> **SELECTED PASSAGE**
V8 Intro

How does Chrome execute JavaScript?

Liam Wachter, Julian Gremminger

Karlsruhe Institute of Technology

About Us

Julian Gremminger

KIT Computer Science Student
pwn/rev main CTF player @ KITCTF and orgakraut
Found one V8 bug and counting

Liam Wachter

KIT Computer Science Student
rev/pwn main CTF player @ KITCTF, polygl0ts, orga{niser,kraut}
Uses ML for vulnerability discovery @ SAP Security Research

What happens when Chromium displays sadsmileyface.xyz?
  • Reusable part of Chromium, e.g. in Edge or Android Webview
  • Blink is the rendering engine, forked from WebKit, forked from KDE KJS
  • gin is a wrapper around the V8 API with focus on C++-JS bindings
  • But also heavily used directly, primarily in //renderer/bindings
  • DOM is an observed object in V8 FunctionTemplate and Object Template

HTML parsing

Parsed two times, fast partial approximate, slow exact

Used to be source of more vulnz, but still has some

V8

  • 🎉 Mostly unsafe C++ 🎉
  • Interpreter, baseline compiler, 2 optimizing compilers
  • > 2M LOC

V8 is a stand alone library

E.g. also used by Node.js

  • One instance of V8 operates on one v8::Isolate
  • An isolate can have multiple v8::Contexts
  • //renderer/bindings auto generates C++ V8 API code for DOM interaction, from WebIDL
  • [CustomToV8]
    interface Node {
        const unsigned short ELEMENT_NODE = 1;
        attribute Node parentNode;
        [TreatReturnedNullStringAs=Null] attribute DOMString nodeName;
        [Custom] Node appendChild(Node newChild);
        void addEventListener(DOMString type, EventListener listener,
                              optional boolean useCapture);
    };
                        
What does V8 do with this?
function printA(obj) {
    console.log(obj.a);
}

for (let i = 0; i < 10000; i++) {
    printA({a: i});
}

Parsing

V8 gets the script as text (or as StreamedSource)

Hand written recursive descent parser

Separate passes for AST building and scope analysis (hard)


--- AST ---
FUNC at 0
. KIND 0
. LITERAL ID 0
. SUSPEND COUNT 0
. NAME ""
. INFERRED NAME ""

> **GIVEN TASK A**
Copy out the part of the V8 intro between "for (let i = 0;" and "scope analysis (hard)", inclusive.

> **GIVEN RECORDS**
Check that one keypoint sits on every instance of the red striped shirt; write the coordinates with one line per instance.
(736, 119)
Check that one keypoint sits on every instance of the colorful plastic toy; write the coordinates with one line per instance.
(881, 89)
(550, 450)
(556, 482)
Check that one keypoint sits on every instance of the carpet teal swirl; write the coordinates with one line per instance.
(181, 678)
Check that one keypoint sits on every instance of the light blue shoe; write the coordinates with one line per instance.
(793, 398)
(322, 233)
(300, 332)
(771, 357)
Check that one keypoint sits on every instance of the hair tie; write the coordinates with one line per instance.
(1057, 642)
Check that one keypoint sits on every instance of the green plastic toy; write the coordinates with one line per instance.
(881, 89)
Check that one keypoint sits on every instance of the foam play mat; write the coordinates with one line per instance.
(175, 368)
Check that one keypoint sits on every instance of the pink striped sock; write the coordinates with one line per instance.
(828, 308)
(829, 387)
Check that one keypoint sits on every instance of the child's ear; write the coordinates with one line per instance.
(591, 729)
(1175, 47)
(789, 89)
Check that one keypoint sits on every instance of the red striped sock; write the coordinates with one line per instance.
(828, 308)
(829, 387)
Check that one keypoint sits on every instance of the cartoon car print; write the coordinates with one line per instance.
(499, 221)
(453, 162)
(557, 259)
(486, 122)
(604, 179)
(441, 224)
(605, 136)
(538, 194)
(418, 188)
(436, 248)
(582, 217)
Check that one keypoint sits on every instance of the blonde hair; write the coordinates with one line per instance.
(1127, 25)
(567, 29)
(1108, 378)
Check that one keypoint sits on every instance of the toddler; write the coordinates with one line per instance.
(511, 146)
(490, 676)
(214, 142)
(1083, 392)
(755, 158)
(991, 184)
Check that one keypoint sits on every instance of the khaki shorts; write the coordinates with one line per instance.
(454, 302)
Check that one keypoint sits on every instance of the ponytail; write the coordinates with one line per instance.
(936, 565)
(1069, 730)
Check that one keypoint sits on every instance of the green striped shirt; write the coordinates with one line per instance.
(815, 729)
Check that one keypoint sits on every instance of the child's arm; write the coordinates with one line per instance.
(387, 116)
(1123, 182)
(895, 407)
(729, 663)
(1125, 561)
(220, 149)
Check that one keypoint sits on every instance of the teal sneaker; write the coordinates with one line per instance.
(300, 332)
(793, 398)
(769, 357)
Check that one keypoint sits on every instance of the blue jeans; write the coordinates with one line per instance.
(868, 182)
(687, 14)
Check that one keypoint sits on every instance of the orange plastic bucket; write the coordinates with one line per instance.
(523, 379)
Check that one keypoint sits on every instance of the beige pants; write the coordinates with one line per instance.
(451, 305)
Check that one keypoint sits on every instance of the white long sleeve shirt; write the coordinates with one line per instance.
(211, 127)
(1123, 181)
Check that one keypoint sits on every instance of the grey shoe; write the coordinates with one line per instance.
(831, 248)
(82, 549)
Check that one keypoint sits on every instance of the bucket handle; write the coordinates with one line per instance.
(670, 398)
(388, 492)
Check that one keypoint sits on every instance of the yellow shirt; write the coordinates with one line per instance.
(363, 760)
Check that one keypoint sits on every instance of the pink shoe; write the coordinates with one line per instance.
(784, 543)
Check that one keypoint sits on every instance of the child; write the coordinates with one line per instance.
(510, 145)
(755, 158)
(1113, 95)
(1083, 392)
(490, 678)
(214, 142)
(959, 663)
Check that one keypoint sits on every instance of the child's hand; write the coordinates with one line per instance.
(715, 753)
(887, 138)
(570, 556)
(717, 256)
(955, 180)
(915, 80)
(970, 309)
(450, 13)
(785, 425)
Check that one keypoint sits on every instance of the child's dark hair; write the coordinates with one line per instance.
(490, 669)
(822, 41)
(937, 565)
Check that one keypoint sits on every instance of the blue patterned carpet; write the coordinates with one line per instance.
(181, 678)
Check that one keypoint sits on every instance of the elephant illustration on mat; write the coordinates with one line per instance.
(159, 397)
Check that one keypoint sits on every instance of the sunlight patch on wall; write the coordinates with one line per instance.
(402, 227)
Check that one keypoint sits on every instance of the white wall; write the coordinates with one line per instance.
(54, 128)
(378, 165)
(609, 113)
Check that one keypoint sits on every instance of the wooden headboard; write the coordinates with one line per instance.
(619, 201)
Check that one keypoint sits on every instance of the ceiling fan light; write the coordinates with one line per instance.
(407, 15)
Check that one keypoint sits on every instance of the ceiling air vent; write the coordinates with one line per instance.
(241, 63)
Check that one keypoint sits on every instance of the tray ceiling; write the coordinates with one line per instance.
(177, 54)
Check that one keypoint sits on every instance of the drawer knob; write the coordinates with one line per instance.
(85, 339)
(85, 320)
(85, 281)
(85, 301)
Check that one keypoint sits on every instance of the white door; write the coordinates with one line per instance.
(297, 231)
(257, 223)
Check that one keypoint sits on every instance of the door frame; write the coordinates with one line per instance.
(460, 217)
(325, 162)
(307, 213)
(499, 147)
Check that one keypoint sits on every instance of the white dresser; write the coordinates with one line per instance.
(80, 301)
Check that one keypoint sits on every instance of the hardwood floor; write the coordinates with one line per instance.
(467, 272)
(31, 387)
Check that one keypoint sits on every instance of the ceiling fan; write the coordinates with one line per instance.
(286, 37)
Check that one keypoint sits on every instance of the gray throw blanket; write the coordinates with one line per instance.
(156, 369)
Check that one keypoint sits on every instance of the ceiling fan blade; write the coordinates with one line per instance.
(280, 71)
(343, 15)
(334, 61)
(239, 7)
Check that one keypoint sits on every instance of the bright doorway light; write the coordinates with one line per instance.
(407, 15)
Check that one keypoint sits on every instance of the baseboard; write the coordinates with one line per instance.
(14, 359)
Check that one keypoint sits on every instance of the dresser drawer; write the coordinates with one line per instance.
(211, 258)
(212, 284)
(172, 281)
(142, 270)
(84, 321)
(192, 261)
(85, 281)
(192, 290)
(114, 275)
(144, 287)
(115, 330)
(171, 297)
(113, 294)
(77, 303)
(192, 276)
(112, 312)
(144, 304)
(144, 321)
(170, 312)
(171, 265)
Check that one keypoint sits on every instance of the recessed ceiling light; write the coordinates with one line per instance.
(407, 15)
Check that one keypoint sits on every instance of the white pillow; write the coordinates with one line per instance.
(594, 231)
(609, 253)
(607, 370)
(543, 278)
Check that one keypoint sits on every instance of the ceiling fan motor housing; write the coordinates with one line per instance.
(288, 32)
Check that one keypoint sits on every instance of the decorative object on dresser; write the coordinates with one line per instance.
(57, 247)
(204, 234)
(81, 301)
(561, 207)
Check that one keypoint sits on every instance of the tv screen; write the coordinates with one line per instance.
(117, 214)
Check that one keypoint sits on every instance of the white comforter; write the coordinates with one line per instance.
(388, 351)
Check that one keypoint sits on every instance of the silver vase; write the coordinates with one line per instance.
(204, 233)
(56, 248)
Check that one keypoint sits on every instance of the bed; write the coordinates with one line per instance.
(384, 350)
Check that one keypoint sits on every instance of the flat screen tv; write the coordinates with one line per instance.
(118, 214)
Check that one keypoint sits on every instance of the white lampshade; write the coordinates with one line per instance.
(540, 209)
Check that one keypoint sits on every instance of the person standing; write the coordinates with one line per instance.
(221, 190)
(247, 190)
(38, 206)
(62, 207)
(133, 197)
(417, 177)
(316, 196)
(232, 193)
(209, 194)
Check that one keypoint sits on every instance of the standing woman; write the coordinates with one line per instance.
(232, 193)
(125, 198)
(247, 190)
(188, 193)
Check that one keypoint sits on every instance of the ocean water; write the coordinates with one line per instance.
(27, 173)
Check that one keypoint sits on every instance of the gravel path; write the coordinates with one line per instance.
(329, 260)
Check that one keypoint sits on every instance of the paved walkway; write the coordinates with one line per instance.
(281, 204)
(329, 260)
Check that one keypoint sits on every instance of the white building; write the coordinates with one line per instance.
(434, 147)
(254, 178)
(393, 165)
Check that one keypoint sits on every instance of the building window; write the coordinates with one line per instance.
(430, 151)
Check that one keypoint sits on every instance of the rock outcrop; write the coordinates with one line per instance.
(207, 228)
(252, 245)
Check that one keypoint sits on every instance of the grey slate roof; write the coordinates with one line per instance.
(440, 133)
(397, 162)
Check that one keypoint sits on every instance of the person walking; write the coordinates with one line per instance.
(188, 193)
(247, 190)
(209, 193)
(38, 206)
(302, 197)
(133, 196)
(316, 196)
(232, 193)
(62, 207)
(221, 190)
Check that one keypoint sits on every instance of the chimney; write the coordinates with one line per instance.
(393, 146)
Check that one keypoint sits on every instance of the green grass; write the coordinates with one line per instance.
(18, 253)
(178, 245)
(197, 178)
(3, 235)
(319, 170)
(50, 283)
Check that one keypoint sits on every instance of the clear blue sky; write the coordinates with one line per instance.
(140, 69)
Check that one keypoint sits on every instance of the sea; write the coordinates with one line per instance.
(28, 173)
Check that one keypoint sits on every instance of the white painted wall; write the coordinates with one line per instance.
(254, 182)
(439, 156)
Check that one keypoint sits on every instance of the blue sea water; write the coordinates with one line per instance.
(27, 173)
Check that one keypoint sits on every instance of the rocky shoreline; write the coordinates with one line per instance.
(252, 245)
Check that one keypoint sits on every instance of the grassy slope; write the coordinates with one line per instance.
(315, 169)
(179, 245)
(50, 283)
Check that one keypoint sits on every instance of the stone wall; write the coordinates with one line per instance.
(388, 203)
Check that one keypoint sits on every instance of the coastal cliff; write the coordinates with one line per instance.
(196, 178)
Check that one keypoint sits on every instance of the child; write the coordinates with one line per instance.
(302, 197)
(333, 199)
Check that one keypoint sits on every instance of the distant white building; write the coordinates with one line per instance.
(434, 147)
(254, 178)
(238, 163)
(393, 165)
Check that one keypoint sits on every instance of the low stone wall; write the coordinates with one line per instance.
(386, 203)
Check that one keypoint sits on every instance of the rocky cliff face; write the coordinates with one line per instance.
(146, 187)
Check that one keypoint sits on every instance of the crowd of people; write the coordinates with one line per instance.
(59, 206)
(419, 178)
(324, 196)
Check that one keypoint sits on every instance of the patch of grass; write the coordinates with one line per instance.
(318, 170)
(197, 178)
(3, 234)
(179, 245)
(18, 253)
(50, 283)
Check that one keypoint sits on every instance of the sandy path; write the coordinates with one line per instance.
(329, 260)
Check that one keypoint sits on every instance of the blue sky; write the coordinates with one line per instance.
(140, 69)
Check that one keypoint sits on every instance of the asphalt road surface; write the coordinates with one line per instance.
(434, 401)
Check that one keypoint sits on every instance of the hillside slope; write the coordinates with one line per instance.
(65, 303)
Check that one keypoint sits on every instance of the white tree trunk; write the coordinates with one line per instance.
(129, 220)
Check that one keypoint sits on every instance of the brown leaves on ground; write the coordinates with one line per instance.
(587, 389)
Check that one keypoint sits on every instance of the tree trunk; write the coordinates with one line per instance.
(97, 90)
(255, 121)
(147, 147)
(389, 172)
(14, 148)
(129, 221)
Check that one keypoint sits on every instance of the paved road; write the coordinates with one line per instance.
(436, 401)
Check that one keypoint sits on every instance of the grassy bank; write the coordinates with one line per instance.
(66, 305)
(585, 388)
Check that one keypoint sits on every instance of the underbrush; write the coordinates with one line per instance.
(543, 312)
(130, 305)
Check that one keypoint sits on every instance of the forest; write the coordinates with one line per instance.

> **GIVEN TASK B**
Please multiply every coordinate in the answers by 1.7 and round each result to a whole number, with halves rounding up. Write out the records between the line holding "the paved road;" and the end of the records, inclusive, with the requests left unchanged, and give only those lines.

> **TASK RESULT A**
for (let i = 0; i < 10000; i++) {
    printA({a: i});
}

Parsing

V8 gets the script as text (or as StreamedSource)

Hand written recursive descent parser

Separate passes for AST building and scope analysis (hard)

> **TASK RESULT B**
Check that one keypoint sits on every instance of the paved road; write the coordinates with one line per instance.
(741, 682)
Check that one keypoint sits on every instance of the grassy bank; write the coordinates with one line per instance.
(112, 519)
(995, 660)
Check that one keypoint sits on every instance of the underbrush; write the coordinates with one line per instance.
(923, 530)
(221, 519)
Check that one keypoint sits on every instance of the forest; write the coordinates with one line per instance.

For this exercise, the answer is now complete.